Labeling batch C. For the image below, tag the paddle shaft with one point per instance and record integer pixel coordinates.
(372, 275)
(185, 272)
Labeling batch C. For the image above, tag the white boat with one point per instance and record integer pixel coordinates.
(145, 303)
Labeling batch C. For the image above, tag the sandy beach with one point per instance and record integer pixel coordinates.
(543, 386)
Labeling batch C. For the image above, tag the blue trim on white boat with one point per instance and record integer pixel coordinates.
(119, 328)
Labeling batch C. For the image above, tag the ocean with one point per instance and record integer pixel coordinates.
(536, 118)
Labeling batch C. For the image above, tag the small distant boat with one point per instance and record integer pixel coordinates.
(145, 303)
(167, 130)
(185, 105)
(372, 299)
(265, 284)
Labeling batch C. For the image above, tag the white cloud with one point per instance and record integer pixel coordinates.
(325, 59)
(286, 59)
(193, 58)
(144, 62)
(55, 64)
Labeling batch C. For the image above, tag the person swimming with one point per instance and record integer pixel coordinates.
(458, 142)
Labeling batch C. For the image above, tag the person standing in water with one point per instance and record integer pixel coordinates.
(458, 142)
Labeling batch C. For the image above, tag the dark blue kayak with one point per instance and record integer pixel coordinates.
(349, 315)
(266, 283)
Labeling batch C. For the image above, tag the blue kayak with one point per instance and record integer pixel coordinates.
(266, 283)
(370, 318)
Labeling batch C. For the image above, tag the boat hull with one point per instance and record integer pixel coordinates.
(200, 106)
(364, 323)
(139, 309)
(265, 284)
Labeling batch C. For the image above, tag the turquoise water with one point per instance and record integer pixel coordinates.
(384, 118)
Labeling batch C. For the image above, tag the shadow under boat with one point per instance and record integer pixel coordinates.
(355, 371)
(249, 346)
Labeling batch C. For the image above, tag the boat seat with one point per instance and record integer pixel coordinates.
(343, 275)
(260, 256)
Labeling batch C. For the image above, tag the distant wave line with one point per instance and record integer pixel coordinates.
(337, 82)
┄┄┄┄┄┄┄┄┄┄
About this exercise: Give back all the records above exactly as they were written.

Exercise solution:
Labeling batch C. For the image below, tag the paddle shaft with one point per instance and record integer pixel coordinates.
(372, 275)
(185, 272)
Labeling batch C. For the image above, tag the white boat with one point per instance and record integer pixel coordinates.
(145, 303)
Labeling batch C. For the image above, tag the sandy beach with one point per instance and record integer pixel coordinates.
(543, 386)
Labeling batch C. For the image above, tag the blue trim on white boat with one point per instance and record integer pixel coordinates.
(119, 328)
Labeling batch C. For the image above, tag the ocean with one point per instance and record integer pixel coordinates.
(536, 118)
Labeling batch C. For the image above, tag the small distant boat with one point per instance and record integer pixel coordinates.
(145, 303)
(167, 130)
(185, 105)
(372, 299)
(265, 284)
Labeling batch C. For the image above, tag the white cloud with one point per instance and record integer pixel coordinates.
(325, 59)
(286, 59)
(193, 58)
(144, 62)
(55, 64)
Labeling batch C. For the image above, tag the person swimming with one point per instance and record integer pixel coordinates.
(458, 142)
Labeling batch C. For the image above, tag the person standing in water with one point per instance and record integer pixel coordinates.
(458, 142)
Labeling batch C. For the image above, tag the dark blue kayak with one point per instance and record integer pixel coordinates.
(349, 315)
(266, 283)
Labeling batch C. For the image above, tag the blue kayak with one point per instance and record integer pixel coordinates.
(266, 283)
(370, 318)
Labeling batch C. For the image above, tag the boat hull with one point per instance and record integer pixel coordinates.
(200, 106)
(364, 323)
(139, 309)
(265, 284)
Labeling batch C. For the image above, tag the turquoise water with one point per instance and record integer pixel coordinates.
(384, 118)
Labeling batch C. For the image above, tag the shadow under boat with one point per instance and record integer pixel coordinates.
(355, 371)
(249, 346)
Labeling batch C. For the image above, tag the boat seat with one point per instance and record integer pixel coordinates.
(343, 275)
(260, 256)
Labeling batch C. For the image above, tag the distant wave line with one point per instance and record integer pixel coordinates.
(337, 82)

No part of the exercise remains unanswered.